# Given task
Gather every line in the records below that contains the word "orange". Only lines that match its case count.

***** Information provided

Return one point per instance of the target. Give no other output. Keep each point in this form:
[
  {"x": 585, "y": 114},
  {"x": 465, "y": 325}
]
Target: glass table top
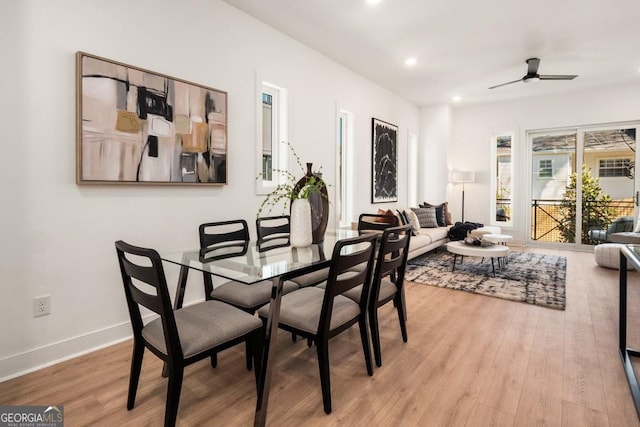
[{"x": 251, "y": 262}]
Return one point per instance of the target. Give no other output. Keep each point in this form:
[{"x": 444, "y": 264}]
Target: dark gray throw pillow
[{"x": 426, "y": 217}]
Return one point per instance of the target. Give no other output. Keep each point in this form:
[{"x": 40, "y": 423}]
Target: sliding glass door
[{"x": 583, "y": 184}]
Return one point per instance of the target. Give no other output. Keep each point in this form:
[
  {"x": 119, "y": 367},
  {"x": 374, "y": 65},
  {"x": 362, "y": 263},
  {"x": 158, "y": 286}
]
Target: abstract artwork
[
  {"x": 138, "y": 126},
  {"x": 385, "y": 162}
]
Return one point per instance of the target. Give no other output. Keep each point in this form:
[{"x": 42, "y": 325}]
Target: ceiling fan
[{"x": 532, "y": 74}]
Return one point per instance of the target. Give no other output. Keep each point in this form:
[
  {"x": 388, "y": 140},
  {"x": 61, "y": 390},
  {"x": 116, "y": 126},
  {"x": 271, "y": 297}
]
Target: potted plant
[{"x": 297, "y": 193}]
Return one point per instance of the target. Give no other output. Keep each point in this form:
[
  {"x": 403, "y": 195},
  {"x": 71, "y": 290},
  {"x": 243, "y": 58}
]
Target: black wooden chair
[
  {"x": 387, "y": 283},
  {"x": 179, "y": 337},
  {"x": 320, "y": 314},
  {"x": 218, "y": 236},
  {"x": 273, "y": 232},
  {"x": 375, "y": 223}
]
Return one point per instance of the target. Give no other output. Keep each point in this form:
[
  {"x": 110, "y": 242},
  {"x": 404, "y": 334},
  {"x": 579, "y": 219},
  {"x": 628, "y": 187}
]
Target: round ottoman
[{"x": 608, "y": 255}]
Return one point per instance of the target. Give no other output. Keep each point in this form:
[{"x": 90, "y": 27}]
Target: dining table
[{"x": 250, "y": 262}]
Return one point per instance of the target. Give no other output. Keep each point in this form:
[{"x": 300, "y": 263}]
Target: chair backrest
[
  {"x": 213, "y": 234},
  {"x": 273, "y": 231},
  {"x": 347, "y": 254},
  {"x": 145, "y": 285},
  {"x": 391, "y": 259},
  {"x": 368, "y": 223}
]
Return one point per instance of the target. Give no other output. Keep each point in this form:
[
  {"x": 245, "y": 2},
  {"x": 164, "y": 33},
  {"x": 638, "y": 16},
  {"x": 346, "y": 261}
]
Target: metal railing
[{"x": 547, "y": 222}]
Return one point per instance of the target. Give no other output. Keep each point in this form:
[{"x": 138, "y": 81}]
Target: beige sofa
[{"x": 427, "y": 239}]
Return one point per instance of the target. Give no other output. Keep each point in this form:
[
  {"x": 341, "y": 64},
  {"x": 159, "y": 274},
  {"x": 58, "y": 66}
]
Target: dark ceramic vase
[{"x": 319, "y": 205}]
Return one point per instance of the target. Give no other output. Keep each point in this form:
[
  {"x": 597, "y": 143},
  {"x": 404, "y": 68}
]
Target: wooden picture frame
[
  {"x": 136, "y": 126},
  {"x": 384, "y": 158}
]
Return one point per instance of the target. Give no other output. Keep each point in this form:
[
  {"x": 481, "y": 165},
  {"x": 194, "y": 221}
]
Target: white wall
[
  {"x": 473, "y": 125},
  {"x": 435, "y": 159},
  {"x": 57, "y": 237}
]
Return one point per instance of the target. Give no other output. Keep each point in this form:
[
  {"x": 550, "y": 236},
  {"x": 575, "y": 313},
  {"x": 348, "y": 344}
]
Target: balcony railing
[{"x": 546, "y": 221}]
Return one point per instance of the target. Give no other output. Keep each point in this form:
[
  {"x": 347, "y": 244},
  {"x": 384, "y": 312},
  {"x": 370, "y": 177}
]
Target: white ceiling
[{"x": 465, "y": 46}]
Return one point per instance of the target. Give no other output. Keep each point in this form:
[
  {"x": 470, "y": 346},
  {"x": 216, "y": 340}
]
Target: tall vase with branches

**********
***** Information provided

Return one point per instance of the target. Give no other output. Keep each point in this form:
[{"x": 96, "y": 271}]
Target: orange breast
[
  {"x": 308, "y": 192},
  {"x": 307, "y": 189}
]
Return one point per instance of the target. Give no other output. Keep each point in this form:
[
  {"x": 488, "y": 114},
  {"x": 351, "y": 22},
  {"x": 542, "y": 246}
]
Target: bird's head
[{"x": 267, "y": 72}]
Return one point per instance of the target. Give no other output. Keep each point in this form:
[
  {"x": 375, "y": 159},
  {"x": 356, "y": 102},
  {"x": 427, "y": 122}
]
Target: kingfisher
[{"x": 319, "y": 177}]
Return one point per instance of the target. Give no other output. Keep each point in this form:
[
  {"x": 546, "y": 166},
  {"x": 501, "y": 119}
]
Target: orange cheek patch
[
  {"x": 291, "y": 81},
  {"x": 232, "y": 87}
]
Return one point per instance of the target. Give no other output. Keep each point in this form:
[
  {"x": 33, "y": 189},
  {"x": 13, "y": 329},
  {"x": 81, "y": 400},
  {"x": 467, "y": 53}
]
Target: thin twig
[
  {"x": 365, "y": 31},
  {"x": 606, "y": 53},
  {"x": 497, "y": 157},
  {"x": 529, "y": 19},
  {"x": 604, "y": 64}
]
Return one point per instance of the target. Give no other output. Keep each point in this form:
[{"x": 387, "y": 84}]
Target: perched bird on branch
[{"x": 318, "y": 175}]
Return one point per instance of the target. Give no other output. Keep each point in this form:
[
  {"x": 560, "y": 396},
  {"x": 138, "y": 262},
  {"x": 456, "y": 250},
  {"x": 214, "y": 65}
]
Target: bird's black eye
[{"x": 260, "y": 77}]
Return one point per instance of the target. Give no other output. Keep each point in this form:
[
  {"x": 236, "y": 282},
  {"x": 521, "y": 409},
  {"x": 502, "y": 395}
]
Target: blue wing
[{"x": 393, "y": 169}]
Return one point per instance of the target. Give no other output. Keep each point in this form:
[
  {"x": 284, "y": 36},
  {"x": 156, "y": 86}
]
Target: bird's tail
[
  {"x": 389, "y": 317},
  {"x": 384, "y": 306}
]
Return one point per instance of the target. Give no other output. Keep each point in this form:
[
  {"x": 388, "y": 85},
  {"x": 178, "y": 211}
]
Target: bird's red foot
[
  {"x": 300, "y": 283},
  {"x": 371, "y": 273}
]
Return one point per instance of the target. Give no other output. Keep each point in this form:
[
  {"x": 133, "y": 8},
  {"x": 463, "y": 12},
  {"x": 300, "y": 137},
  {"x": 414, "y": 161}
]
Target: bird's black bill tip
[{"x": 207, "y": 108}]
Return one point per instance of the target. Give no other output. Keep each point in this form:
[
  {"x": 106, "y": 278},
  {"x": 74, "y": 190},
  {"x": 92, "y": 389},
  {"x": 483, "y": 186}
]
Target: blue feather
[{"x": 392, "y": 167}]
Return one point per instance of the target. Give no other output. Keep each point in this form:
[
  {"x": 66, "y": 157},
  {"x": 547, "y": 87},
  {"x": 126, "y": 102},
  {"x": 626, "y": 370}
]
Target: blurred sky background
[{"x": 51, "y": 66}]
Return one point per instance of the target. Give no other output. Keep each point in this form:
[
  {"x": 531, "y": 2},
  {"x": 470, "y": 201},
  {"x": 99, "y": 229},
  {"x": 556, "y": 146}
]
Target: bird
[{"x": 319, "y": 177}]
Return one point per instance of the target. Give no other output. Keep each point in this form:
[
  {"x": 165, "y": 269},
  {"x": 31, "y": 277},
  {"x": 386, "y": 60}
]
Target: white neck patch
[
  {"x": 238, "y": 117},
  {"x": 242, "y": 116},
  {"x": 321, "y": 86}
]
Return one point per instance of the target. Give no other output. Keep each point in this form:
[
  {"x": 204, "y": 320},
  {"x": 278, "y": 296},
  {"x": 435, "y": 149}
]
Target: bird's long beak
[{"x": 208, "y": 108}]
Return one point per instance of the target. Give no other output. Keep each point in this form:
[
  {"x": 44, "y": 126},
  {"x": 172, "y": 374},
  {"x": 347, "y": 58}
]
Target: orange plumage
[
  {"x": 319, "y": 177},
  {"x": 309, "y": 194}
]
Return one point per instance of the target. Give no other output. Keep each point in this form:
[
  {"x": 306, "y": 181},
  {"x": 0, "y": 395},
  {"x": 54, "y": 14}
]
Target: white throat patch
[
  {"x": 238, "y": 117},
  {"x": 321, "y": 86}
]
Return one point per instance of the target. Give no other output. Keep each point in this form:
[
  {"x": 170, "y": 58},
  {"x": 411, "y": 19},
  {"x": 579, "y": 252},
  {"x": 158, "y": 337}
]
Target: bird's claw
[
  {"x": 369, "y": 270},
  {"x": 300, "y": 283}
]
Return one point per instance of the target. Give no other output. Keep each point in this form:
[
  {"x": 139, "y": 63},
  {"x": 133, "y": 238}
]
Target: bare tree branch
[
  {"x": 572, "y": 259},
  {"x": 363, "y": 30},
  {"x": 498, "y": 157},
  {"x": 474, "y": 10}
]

**********

# Expected answer
Target: orange breast
Target: orange cheek patch
Target: orange plumage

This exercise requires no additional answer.